--- Written request ---
Collect every line in the records below that contains the string "vent", keeping them in their original order.

— Begin Material for the task —

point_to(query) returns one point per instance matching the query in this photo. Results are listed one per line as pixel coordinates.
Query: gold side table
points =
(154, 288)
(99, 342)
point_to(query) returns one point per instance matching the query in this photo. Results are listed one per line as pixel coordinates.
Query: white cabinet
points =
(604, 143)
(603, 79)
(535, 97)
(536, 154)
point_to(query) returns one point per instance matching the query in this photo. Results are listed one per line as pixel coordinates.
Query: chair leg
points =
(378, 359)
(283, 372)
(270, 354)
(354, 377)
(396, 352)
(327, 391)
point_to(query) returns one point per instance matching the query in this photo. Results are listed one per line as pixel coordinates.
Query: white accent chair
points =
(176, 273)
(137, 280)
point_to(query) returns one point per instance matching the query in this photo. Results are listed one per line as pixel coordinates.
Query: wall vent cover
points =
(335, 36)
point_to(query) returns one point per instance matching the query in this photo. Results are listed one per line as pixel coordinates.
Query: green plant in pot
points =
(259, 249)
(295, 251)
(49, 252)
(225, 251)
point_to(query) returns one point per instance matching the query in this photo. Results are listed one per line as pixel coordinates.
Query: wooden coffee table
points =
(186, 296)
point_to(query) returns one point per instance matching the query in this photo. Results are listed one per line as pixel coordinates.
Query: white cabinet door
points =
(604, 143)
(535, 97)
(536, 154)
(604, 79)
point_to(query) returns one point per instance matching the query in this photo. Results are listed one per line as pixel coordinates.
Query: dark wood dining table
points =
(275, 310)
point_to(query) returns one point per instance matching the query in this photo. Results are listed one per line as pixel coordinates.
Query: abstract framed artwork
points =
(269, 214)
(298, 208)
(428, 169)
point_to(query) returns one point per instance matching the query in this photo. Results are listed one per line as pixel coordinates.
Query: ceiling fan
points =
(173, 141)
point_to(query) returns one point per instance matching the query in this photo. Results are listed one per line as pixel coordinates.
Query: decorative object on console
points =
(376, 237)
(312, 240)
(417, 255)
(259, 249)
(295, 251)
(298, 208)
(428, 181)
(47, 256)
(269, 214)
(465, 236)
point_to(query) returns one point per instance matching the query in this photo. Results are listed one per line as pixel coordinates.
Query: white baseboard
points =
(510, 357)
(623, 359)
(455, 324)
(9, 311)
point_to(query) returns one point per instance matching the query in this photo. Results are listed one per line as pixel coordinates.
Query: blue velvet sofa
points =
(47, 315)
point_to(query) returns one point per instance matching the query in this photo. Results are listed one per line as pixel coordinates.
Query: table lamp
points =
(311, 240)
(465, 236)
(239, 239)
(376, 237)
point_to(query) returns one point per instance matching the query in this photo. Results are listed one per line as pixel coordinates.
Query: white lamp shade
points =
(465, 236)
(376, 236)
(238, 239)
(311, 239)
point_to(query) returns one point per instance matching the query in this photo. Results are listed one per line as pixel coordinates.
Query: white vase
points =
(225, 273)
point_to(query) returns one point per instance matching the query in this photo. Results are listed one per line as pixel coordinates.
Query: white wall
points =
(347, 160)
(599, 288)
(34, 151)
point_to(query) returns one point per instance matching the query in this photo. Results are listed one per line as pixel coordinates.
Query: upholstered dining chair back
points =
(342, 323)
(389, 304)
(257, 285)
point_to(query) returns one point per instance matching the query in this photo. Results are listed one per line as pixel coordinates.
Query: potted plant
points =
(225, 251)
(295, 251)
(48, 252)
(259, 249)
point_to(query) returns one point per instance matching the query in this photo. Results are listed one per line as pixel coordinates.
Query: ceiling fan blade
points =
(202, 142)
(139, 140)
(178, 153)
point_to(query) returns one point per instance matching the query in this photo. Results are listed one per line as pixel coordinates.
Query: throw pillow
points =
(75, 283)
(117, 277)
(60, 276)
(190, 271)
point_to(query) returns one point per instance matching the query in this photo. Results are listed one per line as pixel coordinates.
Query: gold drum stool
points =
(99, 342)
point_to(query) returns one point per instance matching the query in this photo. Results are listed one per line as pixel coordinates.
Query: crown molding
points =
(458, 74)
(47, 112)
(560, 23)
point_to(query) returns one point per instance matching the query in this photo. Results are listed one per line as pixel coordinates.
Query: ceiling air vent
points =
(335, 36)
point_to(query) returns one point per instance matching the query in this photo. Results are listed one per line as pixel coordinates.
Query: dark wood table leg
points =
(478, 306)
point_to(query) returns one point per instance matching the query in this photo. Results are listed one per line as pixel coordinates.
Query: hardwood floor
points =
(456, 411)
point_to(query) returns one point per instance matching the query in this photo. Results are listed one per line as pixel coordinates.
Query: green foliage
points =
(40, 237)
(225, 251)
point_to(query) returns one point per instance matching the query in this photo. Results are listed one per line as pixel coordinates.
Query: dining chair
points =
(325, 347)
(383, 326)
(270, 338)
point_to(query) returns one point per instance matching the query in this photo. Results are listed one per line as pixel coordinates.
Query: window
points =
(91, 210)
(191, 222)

— End Material for the task —

--- Solution to this problem ---
Query: wall vent cover
Query: ceiling air vent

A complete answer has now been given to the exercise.